[BEGIN DATA ROWS]

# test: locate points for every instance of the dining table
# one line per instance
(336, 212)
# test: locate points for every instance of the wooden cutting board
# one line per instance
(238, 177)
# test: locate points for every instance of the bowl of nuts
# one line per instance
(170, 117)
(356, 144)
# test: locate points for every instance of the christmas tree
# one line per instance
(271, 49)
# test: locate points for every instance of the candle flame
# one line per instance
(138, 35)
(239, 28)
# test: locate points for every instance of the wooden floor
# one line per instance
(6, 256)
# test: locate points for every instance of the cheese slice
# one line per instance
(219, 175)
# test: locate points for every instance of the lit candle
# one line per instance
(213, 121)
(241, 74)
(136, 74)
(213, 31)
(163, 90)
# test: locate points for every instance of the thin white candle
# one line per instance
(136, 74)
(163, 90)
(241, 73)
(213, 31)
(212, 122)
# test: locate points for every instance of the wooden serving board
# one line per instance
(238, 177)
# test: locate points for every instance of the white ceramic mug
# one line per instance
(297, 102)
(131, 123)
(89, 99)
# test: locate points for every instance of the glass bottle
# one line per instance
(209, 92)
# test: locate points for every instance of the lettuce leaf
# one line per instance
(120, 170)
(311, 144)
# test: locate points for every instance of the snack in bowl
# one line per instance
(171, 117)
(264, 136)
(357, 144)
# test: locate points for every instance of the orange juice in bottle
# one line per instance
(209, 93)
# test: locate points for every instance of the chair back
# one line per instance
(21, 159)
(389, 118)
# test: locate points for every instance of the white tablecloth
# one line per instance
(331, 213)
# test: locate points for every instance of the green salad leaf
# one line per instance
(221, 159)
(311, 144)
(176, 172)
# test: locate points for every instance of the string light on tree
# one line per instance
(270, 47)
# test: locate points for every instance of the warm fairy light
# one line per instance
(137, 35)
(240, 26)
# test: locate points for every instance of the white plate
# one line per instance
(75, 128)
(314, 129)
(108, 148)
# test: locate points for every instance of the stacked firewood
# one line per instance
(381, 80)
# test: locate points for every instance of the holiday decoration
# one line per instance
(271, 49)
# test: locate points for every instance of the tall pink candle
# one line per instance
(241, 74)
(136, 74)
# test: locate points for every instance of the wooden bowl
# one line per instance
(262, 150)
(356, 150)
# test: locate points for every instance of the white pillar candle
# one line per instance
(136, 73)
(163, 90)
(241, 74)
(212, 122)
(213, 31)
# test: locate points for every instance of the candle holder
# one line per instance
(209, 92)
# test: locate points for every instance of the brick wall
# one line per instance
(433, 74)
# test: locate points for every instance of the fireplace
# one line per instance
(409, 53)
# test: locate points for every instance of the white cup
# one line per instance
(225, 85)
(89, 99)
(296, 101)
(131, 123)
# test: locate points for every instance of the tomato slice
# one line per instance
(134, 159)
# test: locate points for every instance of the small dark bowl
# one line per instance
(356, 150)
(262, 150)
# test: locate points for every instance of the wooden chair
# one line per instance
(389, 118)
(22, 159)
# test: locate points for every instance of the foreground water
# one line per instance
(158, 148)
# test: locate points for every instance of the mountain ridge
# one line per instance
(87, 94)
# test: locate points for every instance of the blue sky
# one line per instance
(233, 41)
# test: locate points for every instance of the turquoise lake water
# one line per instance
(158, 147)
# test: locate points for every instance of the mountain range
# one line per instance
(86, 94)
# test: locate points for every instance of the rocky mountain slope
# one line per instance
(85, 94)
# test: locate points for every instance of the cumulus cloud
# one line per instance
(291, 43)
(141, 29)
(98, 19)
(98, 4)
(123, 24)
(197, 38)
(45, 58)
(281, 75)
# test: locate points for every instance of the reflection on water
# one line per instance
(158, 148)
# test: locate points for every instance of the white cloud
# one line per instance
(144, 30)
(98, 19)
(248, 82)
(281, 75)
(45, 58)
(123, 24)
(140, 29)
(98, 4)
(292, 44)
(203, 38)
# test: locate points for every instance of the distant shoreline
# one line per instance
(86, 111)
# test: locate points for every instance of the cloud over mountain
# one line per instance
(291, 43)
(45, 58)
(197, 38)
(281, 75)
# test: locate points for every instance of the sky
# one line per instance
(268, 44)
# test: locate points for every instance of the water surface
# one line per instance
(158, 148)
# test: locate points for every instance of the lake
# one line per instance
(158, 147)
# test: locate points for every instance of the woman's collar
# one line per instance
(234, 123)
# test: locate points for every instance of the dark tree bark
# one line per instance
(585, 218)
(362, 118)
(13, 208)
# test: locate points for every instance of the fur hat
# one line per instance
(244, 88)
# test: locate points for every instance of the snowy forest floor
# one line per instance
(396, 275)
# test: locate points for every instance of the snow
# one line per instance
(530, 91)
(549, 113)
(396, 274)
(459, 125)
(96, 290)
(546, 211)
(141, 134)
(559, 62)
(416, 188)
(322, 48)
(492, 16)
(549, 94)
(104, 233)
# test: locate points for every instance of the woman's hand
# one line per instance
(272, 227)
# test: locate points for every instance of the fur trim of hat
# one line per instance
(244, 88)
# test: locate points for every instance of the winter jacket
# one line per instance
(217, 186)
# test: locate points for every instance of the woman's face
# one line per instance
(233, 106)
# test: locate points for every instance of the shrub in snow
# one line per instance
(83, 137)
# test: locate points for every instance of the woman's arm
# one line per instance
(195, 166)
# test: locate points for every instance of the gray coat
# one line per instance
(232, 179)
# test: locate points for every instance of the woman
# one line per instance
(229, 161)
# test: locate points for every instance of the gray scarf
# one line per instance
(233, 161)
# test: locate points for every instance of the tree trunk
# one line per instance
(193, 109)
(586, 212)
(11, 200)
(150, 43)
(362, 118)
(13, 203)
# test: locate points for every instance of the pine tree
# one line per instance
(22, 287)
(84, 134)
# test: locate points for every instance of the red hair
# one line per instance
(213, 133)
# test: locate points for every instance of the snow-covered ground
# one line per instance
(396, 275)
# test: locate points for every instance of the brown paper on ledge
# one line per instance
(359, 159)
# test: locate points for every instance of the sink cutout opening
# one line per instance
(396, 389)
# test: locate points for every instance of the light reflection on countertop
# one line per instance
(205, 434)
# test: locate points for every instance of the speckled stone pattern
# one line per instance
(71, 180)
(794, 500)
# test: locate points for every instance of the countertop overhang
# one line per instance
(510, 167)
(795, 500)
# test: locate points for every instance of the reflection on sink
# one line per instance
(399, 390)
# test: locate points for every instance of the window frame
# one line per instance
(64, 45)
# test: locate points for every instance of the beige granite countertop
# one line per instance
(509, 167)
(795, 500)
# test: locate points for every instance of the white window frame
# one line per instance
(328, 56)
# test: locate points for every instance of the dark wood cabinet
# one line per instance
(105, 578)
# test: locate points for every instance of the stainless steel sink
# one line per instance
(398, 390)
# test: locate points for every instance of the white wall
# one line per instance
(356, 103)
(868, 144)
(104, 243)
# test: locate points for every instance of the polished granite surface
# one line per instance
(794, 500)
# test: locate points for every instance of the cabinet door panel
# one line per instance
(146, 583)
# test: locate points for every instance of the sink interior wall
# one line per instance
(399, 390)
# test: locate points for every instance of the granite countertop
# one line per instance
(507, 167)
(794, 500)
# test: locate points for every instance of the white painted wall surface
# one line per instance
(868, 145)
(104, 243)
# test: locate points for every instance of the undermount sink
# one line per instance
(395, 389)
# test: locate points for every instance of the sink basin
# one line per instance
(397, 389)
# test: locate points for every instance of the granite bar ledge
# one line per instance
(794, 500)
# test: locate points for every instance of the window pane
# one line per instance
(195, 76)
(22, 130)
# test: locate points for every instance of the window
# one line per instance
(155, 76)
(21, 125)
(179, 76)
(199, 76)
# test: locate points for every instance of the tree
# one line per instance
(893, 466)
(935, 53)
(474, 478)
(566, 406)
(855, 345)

[END DATA ROWS]
[BEGIN DATA ROWS]

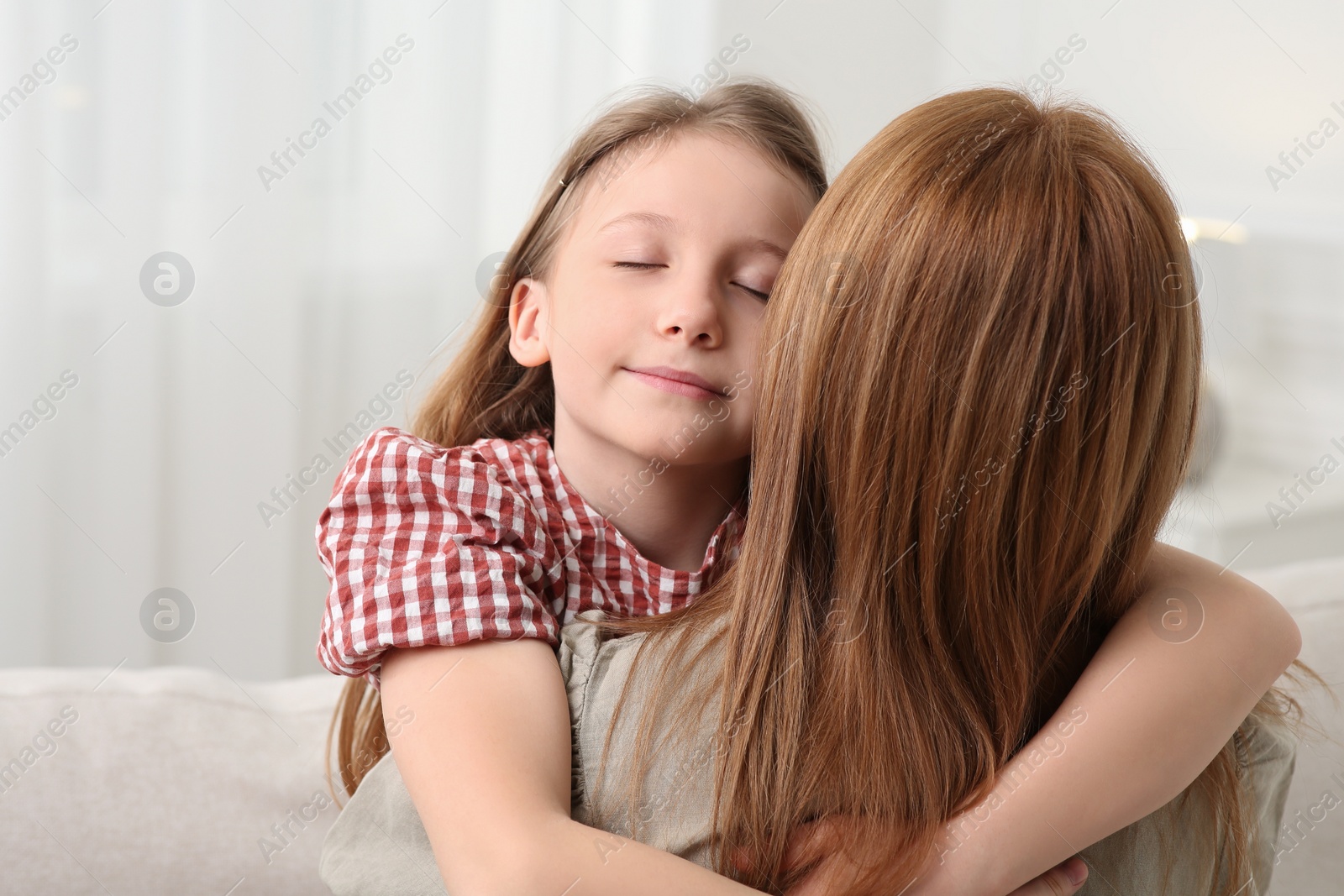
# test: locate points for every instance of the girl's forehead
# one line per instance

[END DATA ROWS]

• **STATED EXERCISE**:
Gather every line of the records that contains the word "wall", and copy each one out.

• **REPLY TO THE EXERCISE**:
# test: locate points for every instance of the brick wall
# test: locate points for every instance of the white wall
# test: locate points for every instance of the sink interior wall
# test: locate points for every instance of the white painted wall surface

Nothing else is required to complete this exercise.